TEXTE DU DOCUMENT
Le Pr François Haab explique l’action de ce traitement présenté lors du dernier congrès mondial dans les cas d’hyperactivité de la vessie chez la femme.
Paris Match. Rappelez-nous les différentes formes d’incontinence féminine. Pr François Haab. 1. L’incontinence à l’effort due à une faiblesse du sphincter urinaire et qui survient par exemple lors d’un sport. 2. Celle liée à une hyperactivité de la vessie qui se contracte à n’importe quel moment du jour ou de la nuit.
Connaît-on les causes de ces dysfonctionnements ? L’incontinence à l’effort est habituellement la conséquence d’accouchements et du vieillissement qui entraînent un relâchement du sphincter. Quant à l’hyperactivité de la vessie, la perturbation peut être due à son mauvais fonctionnement neurologique ou à une hyperexcitation de sa paroi dont l’origine reste mal connue (liée parfois à un polype ou une petite infection). Dans la population générale, de 10 à 12 % des femmes, souffrent d’incontinence, dont 70 % ont plus de 70 ans.
Quels handicaps conduisent le plus souvent à consulter ? Les incontinences dues à une hyperactivité de la vessie altèrent considérablement la qualité de vie ! Ces femmes qui ne peuvent absolument plus contrôler la perte de leurs urines ont une vie sociale réduite. La nuit, les envies irrépressibles les obligent à se lever plusieurs fois, les exposant à un risque de chute. Et leur sommeil fragmenté entraîne une fatigue dans la journée.
Chez le médecin, est-ce un sujet délicat que les femmes ont du mal à aborder ? Aujourd’hui il l’est moins, mais nos patientes ne prononcent jamais le mot incontinence, elles disent : “J’ai un problème de vessie.”

[Entrées de données enregistrées]
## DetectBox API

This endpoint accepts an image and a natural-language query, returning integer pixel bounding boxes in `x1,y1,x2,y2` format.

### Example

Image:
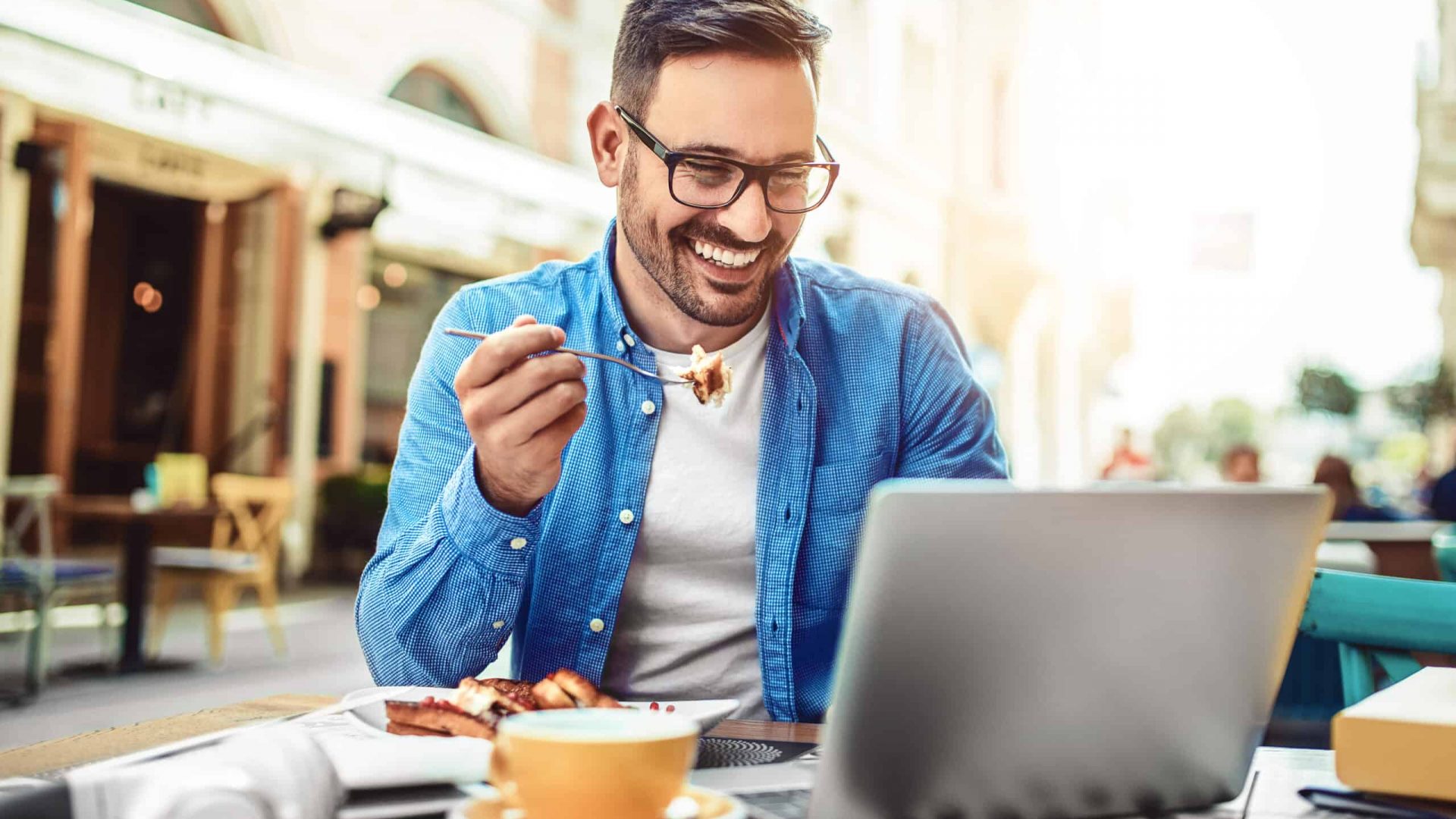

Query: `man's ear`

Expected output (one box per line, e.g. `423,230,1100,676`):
587,101,630,188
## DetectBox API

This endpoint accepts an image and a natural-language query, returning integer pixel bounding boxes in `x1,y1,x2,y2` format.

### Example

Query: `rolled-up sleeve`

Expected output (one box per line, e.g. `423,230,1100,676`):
354,296,541,685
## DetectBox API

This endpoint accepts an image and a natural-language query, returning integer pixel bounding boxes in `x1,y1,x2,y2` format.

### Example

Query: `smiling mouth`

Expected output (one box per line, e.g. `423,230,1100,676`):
684,239,761,270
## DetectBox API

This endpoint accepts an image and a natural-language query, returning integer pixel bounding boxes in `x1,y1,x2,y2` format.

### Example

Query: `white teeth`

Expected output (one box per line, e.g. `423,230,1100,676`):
693,239,758,267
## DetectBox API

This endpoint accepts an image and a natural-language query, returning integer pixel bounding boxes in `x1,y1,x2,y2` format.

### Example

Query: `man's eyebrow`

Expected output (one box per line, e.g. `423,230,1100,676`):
673,143,814,165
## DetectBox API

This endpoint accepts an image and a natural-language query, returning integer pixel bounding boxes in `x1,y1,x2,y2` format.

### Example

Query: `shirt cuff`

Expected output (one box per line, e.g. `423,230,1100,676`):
440,444,543,577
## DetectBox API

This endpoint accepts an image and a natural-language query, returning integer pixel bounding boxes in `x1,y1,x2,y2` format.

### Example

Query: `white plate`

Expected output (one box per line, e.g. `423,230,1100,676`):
334,685,738,733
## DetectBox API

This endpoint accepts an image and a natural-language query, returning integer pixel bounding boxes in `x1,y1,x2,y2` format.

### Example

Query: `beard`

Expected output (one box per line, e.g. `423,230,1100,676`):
619,152,792,326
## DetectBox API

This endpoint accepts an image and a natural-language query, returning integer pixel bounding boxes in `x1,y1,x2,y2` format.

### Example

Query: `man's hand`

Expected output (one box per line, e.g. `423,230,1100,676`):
454,316,587,516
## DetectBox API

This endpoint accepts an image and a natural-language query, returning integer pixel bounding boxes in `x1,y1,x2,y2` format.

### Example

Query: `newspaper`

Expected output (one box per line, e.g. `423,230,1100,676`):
297,714,492,790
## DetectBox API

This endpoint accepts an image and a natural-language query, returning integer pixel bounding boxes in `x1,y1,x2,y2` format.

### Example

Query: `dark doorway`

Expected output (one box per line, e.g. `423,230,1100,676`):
74,182,202,493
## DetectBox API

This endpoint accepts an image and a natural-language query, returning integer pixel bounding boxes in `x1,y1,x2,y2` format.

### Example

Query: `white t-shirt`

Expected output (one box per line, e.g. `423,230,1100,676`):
601,312,770,720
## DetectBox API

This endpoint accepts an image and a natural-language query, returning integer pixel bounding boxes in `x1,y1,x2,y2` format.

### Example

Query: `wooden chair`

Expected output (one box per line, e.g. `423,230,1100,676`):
1299,568,1456,705
149,474,293,663
0,475,117,695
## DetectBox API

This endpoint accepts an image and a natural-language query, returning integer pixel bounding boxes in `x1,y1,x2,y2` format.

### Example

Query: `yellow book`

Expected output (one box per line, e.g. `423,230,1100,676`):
1331,667,1456,802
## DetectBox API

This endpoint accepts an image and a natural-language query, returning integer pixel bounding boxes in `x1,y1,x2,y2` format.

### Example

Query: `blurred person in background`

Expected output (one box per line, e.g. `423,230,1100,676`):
1102,428,1153,481
356,0,1006,721
1426,454,1456,520
1315,455,1405,522
1219,443,1263,484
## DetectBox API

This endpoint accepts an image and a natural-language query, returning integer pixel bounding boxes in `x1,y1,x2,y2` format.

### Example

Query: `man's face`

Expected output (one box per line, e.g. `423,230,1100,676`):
617,52,817,326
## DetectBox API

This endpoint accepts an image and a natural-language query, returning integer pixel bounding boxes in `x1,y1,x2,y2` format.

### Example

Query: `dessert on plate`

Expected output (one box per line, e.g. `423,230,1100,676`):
384,669,622,739
677,344,733,406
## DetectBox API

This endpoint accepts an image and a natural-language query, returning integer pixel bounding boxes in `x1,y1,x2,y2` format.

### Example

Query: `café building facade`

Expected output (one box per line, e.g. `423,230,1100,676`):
0,0,611,563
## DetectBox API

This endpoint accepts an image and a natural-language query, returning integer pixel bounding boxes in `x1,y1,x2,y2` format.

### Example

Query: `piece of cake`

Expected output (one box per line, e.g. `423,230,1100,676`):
677,344,733,406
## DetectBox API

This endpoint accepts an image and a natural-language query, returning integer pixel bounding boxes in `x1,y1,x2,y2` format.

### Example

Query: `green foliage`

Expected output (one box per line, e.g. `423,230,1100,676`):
1294,367,1360,419
1153,403,1209,478
1385,360,1456,430
1207,398,1258,463
1153,398,1260,479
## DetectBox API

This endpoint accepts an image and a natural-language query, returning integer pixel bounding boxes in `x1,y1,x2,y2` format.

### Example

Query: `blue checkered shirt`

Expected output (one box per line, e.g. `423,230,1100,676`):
355,223,1006,721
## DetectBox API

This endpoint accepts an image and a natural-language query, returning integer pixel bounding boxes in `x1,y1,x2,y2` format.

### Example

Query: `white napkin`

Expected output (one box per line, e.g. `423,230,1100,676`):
299,714,494,790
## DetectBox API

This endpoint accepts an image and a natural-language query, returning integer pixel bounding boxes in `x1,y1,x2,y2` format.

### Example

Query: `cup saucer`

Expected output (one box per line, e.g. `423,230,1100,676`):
448,784,748,819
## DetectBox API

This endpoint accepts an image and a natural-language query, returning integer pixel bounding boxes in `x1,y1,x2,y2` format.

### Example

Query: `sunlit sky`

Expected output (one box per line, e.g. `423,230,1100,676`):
1028,0,1442,427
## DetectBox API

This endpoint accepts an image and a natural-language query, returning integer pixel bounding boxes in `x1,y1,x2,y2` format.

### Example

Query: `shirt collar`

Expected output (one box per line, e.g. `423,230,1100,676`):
597,218,805,350
597,218,632,350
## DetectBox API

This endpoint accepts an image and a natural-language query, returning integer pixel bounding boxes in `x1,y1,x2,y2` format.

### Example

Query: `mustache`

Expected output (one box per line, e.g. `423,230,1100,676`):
670,221,783,253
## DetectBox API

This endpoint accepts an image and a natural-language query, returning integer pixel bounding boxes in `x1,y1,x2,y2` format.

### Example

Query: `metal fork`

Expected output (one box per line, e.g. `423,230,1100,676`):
446,328,693,383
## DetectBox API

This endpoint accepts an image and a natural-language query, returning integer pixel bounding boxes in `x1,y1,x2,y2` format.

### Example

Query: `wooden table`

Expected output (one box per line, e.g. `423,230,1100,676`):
55,495,217,673
0,694,820,778
1325,520,1448,580
0,694,1403,819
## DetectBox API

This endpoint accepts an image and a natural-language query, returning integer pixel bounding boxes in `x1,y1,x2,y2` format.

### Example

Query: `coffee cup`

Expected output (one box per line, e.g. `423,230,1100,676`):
489,708,698,819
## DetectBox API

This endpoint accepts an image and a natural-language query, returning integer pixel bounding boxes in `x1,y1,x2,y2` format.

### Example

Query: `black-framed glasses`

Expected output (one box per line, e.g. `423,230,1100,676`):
616,105,839,213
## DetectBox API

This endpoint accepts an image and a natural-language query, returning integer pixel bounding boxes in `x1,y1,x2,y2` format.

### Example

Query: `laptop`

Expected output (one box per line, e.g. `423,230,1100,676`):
693,481,1331,819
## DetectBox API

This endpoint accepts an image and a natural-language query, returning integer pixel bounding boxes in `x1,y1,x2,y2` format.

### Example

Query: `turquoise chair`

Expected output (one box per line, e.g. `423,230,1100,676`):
1299,568,1456,705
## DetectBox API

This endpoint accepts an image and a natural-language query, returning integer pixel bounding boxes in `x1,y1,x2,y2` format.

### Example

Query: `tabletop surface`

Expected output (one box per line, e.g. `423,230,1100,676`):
55,495,217,522
0,694,1392,819
0,694,818,778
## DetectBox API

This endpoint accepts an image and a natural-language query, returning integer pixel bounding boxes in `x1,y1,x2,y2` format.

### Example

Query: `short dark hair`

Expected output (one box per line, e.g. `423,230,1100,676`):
611,0,830,118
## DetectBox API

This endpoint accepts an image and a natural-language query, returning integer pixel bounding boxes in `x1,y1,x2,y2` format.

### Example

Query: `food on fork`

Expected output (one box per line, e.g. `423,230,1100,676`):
677,344,733,406
384,669,622,739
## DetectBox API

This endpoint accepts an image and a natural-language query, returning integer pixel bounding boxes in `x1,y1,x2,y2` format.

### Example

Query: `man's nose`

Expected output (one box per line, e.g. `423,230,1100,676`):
718,179,774,243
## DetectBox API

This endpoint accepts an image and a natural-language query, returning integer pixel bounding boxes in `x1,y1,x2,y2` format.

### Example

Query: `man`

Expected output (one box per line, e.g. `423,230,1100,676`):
356,0,1006,720
1219,443,1263,484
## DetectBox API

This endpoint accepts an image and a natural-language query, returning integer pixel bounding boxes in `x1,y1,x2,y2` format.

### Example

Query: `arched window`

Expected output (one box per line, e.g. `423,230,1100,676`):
389,65,495,134
131,0,233,36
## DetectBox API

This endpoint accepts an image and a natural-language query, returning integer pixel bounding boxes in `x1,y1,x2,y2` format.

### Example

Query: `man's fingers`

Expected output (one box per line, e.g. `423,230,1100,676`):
529,403,587,457
483,353,587,416
454,316,566,394
498,381,587,446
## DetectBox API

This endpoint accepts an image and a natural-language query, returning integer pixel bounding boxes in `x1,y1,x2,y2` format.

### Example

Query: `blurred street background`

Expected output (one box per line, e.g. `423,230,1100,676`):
0,0,1456,749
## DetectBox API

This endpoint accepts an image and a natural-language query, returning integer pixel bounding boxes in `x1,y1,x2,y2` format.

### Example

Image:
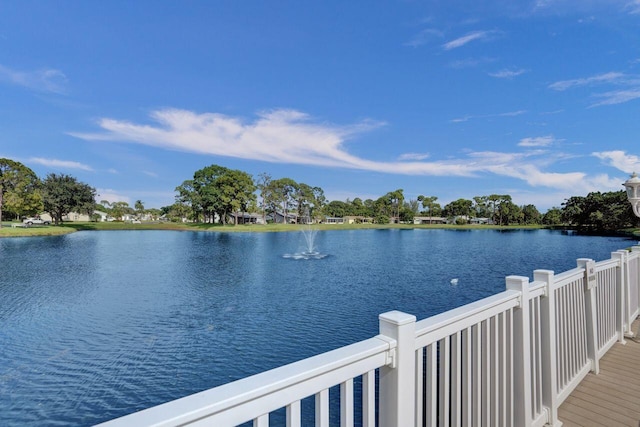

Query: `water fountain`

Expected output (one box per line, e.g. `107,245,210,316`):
283,211,328,259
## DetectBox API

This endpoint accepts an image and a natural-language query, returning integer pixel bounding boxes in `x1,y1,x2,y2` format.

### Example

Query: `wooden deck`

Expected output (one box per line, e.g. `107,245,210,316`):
558,320,640,427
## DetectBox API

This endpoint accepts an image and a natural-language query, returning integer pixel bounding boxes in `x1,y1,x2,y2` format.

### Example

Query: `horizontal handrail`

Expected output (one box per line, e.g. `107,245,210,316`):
415,290,521,350
100,337,396,427
551,267,585,289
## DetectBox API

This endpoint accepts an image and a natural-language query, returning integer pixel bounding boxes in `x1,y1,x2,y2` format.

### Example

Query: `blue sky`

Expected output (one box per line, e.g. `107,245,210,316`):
0,0,640,212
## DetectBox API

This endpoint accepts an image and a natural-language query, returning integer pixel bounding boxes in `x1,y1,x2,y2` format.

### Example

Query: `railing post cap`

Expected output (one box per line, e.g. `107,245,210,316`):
378,310,416,326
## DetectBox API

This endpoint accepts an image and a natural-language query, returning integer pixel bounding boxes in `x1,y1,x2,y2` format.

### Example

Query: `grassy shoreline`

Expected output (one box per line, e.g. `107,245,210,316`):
0,222,640,238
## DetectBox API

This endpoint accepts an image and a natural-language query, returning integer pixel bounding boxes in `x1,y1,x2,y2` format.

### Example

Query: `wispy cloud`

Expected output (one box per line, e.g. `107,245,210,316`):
96,188,132,205
442,31,496,50
404,28,443,47
0,65,67,94
624,0,640,15
518,135,558,147
489,68,527,79
29,157,93,172
449,56,496,69
591,150,640,174
398,153,429,161
591,87,640,107
71,109,616,193
450,110,527,123
549,71,625,91
549,71,640,108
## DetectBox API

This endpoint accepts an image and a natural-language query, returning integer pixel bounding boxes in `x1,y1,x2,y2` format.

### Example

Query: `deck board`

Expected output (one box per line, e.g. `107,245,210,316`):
558,320,640,427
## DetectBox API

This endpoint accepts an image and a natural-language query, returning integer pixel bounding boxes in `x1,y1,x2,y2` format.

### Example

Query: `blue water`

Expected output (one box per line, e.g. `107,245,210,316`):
0,229,635,426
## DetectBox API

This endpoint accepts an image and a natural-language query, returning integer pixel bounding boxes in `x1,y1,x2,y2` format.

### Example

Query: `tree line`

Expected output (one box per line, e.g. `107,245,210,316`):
0,158,96,227
0,159,638,231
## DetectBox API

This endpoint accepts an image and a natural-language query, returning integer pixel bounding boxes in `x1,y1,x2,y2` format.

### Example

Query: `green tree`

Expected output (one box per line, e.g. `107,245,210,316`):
522,205,542,224
418,195,441,224
42,173,96,225
134,200,144,218
111,201,133,221
271,178,298,222
444,199,473,217
562,190,638,231
542,207,562,225
190,165,256,224
257,172,275,224
0,158,42,228
473,196,491,218
175,179,202,221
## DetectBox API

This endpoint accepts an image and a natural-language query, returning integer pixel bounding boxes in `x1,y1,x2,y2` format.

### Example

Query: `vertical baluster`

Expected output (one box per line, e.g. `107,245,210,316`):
498,313,508,427
558,286,568,391
566,282,581,382
533,270,559,426
461,327,473,427
489,316,500,426
578,278,589,366
480,320,491,427
340,379,353,427
416,348,424,427
362,371,376,427
253,414,269,427
425,343,438,427
471,323,482,427
438,337,451,427
506,309,516,426
287,400,302,427
450,332,462,427
316,389,329,427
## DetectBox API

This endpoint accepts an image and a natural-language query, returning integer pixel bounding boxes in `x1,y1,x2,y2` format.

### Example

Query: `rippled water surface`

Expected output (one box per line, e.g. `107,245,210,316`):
0,229,634,426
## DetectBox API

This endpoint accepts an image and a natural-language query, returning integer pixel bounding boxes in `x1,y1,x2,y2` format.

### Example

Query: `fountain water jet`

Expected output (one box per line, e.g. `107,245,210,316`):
283,212,328,259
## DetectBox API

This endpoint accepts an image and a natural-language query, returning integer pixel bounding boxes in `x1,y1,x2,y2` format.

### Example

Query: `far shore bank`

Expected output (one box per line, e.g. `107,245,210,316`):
0,222,640,238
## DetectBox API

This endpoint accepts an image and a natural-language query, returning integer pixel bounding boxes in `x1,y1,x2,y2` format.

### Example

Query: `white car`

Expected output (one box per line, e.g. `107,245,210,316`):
22,218,51,225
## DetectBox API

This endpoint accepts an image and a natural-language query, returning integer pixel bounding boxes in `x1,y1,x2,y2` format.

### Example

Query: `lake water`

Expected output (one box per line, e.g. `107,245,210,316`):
0,229,635,426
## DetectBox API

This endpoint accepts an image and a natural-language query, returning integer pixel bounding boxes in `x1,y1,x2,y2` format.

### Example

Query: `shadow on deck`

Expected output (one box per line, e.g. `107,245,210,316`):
558,319,640,427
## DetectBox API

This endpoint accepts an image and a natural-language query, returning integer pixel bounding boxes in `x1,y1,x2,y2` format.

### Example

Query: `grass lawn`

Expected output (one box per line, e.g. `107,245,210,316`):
0,222,74,238
0,222,638,238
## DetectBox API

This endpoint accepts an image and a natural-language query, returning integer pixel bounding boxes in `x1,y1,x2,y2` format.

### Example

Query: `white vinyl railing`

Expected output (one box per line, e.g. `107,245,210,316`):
101,246,640,427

SÉRIE D'EXERCICES
• A. Dans l'entretien sur l'incontinence féminine, relevez toutes les difficultés de la vie quotidienne décrites dans la réponse qui commence par « Les incontinences dues à une hyperactivité de la vessie ».
• B. Poursuivez l'entretien sur l'incontinence féminine à partir de sa dernière phrase.

CORRIGÉ DES EXERCICES
• A.
- Elles ne peuvent plus contrôler la perte de leurs urines.
- Leur vie sociale est réduite.
- La nuit, elles doivent se lever plusieurs fois.
- Elles risquent de tomber.
- Leur sommeil est fragmenté.
- Elles sont fatiguées dans la journée.

• B.
Quels sont les traitements conventionnels pour la forme d’incontinence liée à l’hyperactivité de la vessie ? Habituellement, on administre en première intention des médicaments relaxants de la vessie qui diminuent son hyperexcitation. Ils sont prescrits seuls ou associés à une rééducation du muscle sphinctérien (exercices ou stimulation électrique). Ce traitement médical permet une nette amélioration dans les deux tiers des cas, mais il n’est pas dénué d’effets secondaires : bouche sèche, constipation et, parfois, certains troubles de la mémoire. Aux 30 % des malades résistant au traitement, on propose la mise en place d’un pacemaker de la vessie (un neuro-modulateur qui va réduire l’intensité de l’hyperactivité), nécessitant une intervention chirurgicale. La pile se recharge tous les sept ans et peut être enlevée à tout moment sans risque particulier.
En quoi consiste la dernière approche par toxine botulique ? Cette toxine, une substance synthétisée par une bactérie, a la propriété de diminuer l’excitation musculaire, ce qui explique ses multiples indications. Récemment, on a découvert qu’on pouvait aussi l’utiliser pour traiter l’hyperactivité de la vessie en y introduisant directement le produit (le médecin effectue une anesthésie locale avant les injections de toxine). L’hyperexcitabilité de la vessie diminue quatre à six jours après la séance. La patiente reste soulagée six à neuf mois, durant lesquels elle reprend une vie normale. A la réapparition des symptômes, le traitement peut être renouvelé.
Quels sont les risques de ces injections ? Les suites ne sont pas douloureuses. Le seul risque, mais totalement réversible, est une paralysie transitoire de quelques semaines de la vessie (dans 5 % des cas), ce qui nécessitera de diminuer la dose lors d’une prochaine séance d’injections. Durant cette période, on éduque la patiente à évacuer sa vessie à l’aide d’une sonde qu’elle introduit et retire elle-même plusieurs fois par jour. C’est fastidieux, mais facile.
Quelles études ont montré l’efficacité de cette nouvelle méthode ? Plusieurs ont été simultanément mises en route en Europe et aux Etats-Unis il y a deux ans sur plus de 500 patientes. Plus de 80 % d’entre elles ont été considérablement soulagées, sans subir d’effets secondaires, durant six à neuf mois. Toutes les études ont montré les mêmes résultats. Ce traitement est déjà couramment utilisé aux Etats-Unis, en Allemagne, en Espagne ou en Suède…
* Chef du service d’urologie à l’hôpital Tenon (Paris).